== What is required ==
Write out everything from the line containing "the thin stem." down to the line containing "[[89, 161, 178, 227], [27, 206, 72, 271]]", substituting "screen position" for "on-screen location" and changing nothing else. Leave the pictures out of your answer.

== Data for processing ==
==*==

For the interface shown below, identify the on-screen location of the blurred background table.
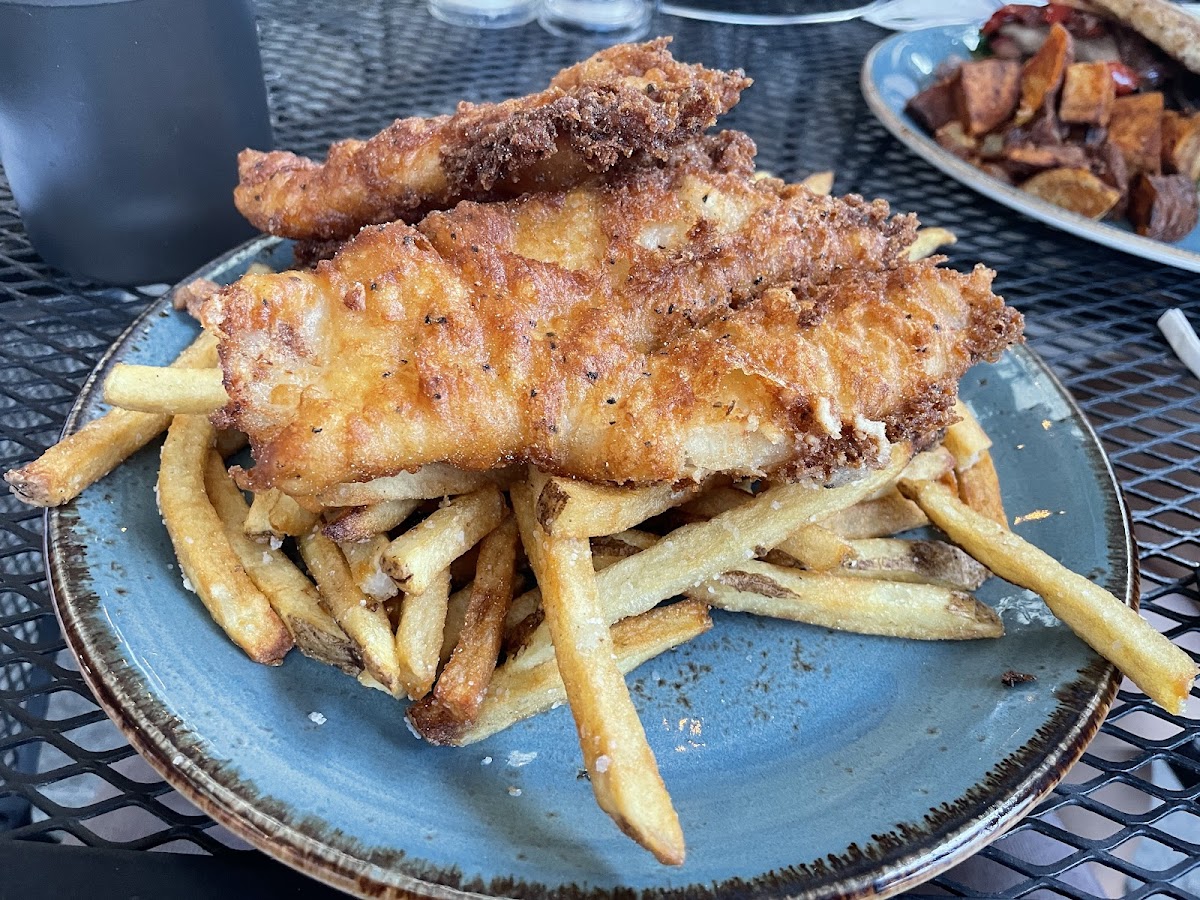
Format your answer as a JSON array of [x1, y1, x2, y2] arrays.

==*==

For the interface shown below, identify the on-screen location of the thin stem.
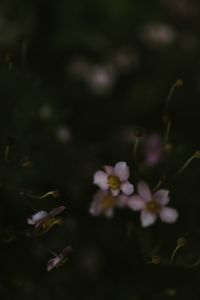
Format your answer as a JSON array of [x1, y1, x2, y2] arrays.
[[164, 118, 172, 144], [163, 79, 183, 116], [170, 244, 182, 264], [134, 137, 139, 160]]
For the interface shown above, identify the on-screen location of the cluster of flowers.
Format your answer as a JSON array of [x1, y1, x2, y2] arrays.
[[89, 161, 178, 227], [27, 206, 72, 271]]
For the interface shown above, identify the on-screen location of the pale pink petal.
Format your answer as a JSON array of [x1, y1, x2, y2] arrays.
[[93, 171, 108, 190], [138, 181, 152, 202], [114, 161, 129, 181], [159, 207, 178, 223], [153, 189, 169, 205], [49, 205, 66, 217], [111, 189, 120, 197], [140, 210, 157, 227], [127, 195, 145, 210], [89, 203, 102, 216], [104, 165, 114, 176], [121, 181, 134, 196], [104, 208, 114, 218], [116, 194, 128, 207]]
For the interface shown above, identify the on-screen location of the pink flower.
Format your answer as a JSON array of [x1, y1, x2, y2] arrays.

==*==

== Worked solution ==
For the interface shown below, identify the screen position of the thin stem.
Format your answer as a JSON array of [x1, y1, x2, y2] arrays.
[[164, 118, 172, 144], [163, 79, 183, 116], [170, 244, 182, 264], [134, 137, 139, 160]]
For the interface shown above, identify the screen position of the cluster of flowers.
Format your answer as a JSON array of [x1, y1, x2, y2] arrays.
[[89, 161, 178, 227], [27, 206, 72, 271]]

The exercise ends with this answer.